----- Provided text
What type of investor are you?
There are typically three types of investors. For feasibility, we will refer to them as Type I, II and III. Which type are you? Feel free to comment.
Type I: These are new individuals looking to learn about more about investing. They are typically young in age and are fairly new to investing. Being new to investing, these individual will usually get their investment ideas from a stock broker’s recommendation or story they have read in Forbes or a television show. The main characteristic of this group is they are more likely follow the crowd and invest in sectors that are in favor.
If you belong to this group, keep in mind stock brokers are paid to push stocks. They are a sales person. If you wait for an article to be publish on Forbes or the Wall St. Journal before making your moves, it is usually too late. The market is too efficient.
Type II: This group of investors might have a few year of investing experience under their belt, perhaps a recent college graduated that are now faced with the challenge of investing for the future. These new investors are technology savvy and typically open to investing online. For many of them, online research and investing is their primary method. While this group might still gravitate towards professional money managers and the mainstream media for investment matters, they are open to obtaining their information from alternative sources.
----------
----- Information shown
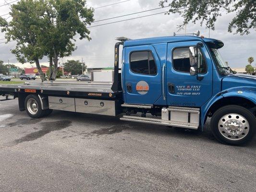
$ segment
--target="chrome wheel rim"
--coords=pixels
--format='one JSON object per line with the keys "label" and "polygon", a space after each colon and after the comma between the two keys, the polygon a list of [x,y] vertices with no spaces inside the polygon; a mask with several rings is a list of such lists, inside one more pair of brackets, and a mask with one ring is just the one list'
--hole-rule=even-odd
{"label": "chrome wheel rim", "polygon": [[223,136],[232,141],[244,138],[250,129],[248,120],[242,115],[236,113],[223,116],[219,121],[218,128]]}
{"label": "chrome wheel rim", "polygon": [[38,110],[37,103],[35,99],[30,98],[27,102],[27,108],[30,114],[35,115]]}

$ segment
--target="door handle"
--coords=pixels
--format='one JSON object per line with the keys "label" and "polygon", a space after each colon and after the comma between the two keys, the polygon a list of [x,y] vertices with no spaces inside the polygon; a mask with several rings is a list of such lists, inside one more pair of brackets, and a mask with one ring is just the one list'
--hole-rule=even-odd
{"label": "door handle", "polygon": [[133,89],[132,88],[132,85],[131,84],[126,84],[126,89],[127,90],[127,92],[132,93],[132,91],[133,91]]}
{"label": "door handle", "polygon": [[171,83],[168,83],[168,89],[171,93],[174,93],[175,92],[174,85]]}

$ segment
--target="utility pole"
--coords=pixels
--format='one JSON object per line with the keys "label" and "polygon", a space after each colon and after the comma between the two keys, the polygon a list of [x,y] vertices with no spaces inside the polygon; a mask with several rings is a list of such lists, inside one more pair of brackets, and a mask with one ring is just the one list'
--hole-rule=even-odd
{"label": "utility pole", "polygon": [[10,62],[9,62],[9,60],[8,60],[8,72],[7,72],[7,75],[10,75]]}
{"label": "utility pole", "polygon": [[62,76],[64,76],[64,63],[62,63]]}
{"label": "utility pole", "polygon": [[84,74],[84,61],[83,61],[83,58],[82,58],[82,74]]}

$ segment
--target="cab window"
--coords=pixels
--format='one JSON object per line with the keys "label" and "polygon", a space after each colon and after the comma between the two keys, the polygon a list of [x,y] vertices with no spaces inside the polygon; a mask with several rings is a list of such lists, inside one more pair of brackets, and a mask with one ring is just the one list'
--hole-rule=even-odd
{"label": "cab window", "polygon": [[130,57],[131,70],[146,75],[157,74],[157,66],[152,53],[149,51],[133,52]]}
{"label": "cab window", "polygon": [[[198,53],[201,53],[200,49],[198,49]],[[173,50],[172,56],[173,66],[174,70],[180,72],[190,72],[189,48],[175,48]],[[202,58],[202,65],[198,70],[199,73],[206,73],[206,63],[203,56]]]}

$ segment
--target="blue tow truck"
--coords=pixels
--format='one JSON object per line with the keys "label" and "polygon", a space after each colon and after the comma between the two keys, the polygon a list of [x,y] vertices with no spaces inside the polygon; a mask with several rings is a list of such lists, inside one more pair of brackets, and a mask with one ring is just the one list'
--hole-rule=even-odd
{"label": "blue tow truck", "polygon": [[0,94],[34,118],[55,109],[202,131],[211,118],[217,140],[244,144],[256,130],[256,78],[232,71],[222,42],[199,36],[118,38],[113,82],[25,82],[0,85]]}

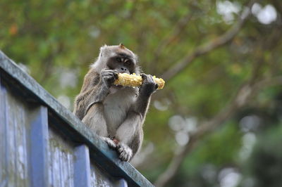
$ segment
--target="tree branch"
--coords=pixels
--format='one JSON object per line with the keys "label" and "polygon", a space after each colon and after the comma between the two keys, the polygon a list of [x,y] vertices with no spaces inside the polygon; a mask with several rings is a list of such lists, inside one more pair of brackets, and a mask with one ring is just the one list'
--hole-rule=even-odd
{"label": "tree branch", "polygon": [[[255,1],[252,0],[250,1],[248,6],[249,10]],[[180,60],[176,65],[169,68],[168,70],[165,72],[161,77],[166,81],[168,81],[170,79],[183,70],[197,57],[208,53],[212,50],[219,48],[231,41],[239,32],[240,30],[242,28],[243,25],[250,15],[250,11],[247,11],[247,13],[245,12],[245,10],[243,10],[242,11],[241,15],[238,16],[238,20],[237,22],[226,33],[207,43],[206,44],[197,48],[193,52],[188,54],[181,60]]]}

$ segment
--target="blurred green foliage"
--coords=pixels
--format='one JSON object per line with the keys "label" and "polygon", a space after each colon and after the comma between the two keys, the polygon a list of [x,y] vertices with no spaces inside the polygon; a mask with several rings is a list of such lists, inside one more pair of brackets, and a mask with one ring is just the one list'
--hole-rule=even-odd
{"label": "blurred green foliage", "polygon": [[[123,43],[145,73],[161,76],[229,30],[247,2],[2,0],[0,49],[72,110],[103,44]],[[243,82],[281,75],[282,2],[258,1],[251,11],[231,42],[196,58],[152,98],[143,148],[133,160],[152,182],[191,128],[216,116]],[[198,140],[167,186],[281,186],[281,85],[260,90]]]}

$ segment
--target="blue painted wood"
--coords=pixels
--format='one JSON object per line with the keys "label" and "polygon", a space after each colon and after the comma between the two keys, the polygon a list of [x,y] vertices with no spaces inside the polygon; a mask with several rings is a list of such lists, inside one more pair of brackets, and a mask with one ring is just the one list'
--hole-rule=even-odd
{"label": "blue painted wood", "polygon": [[90,187],[90,159],[88,148],[85,145],[76,147],[75,156],[75,186]]}
{"label": "blue painted wood", "polygon": [[117,186],[118,186],[118,187],[128,187],[128,183],[126,182],[126,181],[125,179],[121,179],[118,181]]}
{"label": "blue painted wood", "polygon": [[48,186],[48,116],[47,108],[39,106],[30,124],[31,186]]}

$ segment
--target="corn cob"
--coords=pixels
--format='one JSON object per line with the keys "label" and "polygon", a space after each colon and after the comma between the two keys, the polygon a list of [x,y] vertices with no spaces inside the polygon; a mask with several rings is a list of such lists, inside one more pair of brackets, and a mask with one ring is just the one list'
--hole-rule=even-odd
{"label": "corn cob", "polygon": [[[164,80],[153,76],[154,82],[158,84],[157,89],[162,89],[164,86]],[[125,86],[140,86],[143,82],[142,77],[135,73],[129,75],[127,73],[118,73],[118,79],[114,82],[114,84]]]}

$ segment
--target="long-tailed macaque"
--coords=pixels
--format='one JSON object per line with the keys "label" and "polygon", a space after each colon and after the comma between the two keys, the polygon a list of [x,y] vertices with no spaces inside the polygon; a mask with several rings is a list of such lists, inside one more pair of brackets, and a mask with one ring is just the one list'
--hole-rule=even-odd
{"label": "long-tailed macaque", "polygon": [[130,160],[141,146],[142,125],[158,85],[151,75],[143,73],[140,88],[114,82],[118,73],[140,75],[140,71],[137,56],[123,44],[103,46],[75,101],[73,113],[116,149],[123,161]]}

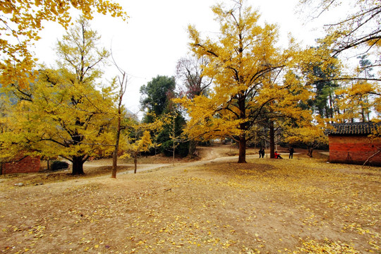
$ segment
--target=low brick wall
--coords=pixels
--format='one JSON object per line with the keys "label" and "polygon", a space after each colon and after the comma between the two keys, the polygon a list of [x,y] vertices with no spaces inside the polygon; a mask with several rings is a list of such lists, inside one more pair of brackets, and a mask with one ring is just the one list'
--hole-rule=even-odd
{"label": "low brick wall", "polygon": [[27,156],[20,161],[4,164],[2,169],[3,174],[38,172],[40,171],[40,157]]}
{"label": "low brick wall", "polygon": [[[329,162],[363,164],[366,159],[377,151],[381,143],[372,142],[364,135],[331,135],[329,142]],[[381,166],[381,154],[369,161],[370,165]]]}

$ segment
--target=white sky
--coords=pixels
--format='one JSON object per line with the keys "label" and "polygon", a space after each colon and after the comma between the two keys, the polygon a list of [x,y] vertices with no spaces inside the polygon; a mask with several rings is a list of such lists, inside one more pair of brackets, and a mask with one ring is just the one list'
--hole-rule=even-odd
{"label": "white sky", "polygon": [[[186,56],[189,42],[188,24],[195,25],[202,37],[219,30],[210,6],[216,0],[118,0],[130,18],[123,23],[117,18],[97,16],[92,28],[102,36],[107,49],[112,52],[118,65],[129,75],[123,104],[134,113],[139,110],[139,88],[157,75],[175,75],[177,61]],[[313,45],[322,36],[321,25],[303,25],[306,16],[295,14],[298,0],[247,0],[258,8],[262,20],[279,26],[281,40],[286,42],[291,32],[305,45]],[[230,1],[224,1],[227,6]],[[55,24],[46,24],[36,44],[36,56],[48,66],[56,59],[54,47],[65,30]],[[319,28],[318,30],[313,28]],[[105,76],[117,74],[114,67],[105,68]],[[107,81],[105,81],[107,82]]]}

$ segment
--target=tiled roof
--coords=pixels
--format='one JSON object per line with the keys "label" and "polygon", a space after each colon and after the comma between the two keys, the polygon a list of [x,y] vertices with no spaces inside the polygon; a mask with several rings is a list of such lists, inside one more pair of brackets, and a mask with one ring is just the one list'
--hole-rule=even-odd
{"label": "tiled roof", "polygon": [[381,123],[331,123],[333,127],[325,130],[327,135],[369,135],[376,126],[381,127]]}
----------
= Challenge 1 =
In the investor types piece, where do Type I investors usually get their investment ideas?
= Challenge 2 =
Turn the paragraph of the investor types piece that begins "Type II: This group of investors" into a short bulleted list that keeps its main facts.
= Challenge 3 =
Continue the investor types piece from the point where it stops.
These records have nothing to do with the investor types piece.

= Task response 1 =
From a stock broker's recommendation or a story they have read in Forbes or a television show.

= Task response 2 =
- May have a few years of investing experience, perhaps as recent college graduates now facing the challenge of investing for the future
- Technology savvy and typically open to investing online
- For many, online research and investing is the primary method
- May still gravitate toward professional money managers and the mainstream media, but open to information from alternative sources

= Task response 3 =
If you belong to this group, you are probably on the right track to becoming independent investors. However, if someone asks you about the future of the economy and how it might affect your portfolio, if your answer starts with “My broker says….”; you are still a Type I.
Type III: These are experienced self-directed investors. They might have a money manager which helps them manage part of their portfolio, but they are focused on meeting their financial objectives on their own. They tend to think independently from the crowd and take a contrarian view on stocks and other investment matters. These are value investors that usually will look at “out of favor” stocks and buy them when others are selling. They tend to be more risky, but are also very savvy in their stock picking techniques.
This group of investors is rare, but highly successful if they are discipline and do their own homework instead of relying on their stock broker or some TV show for their investment ideas. Following the crowd is not their style.
What type of investor are you?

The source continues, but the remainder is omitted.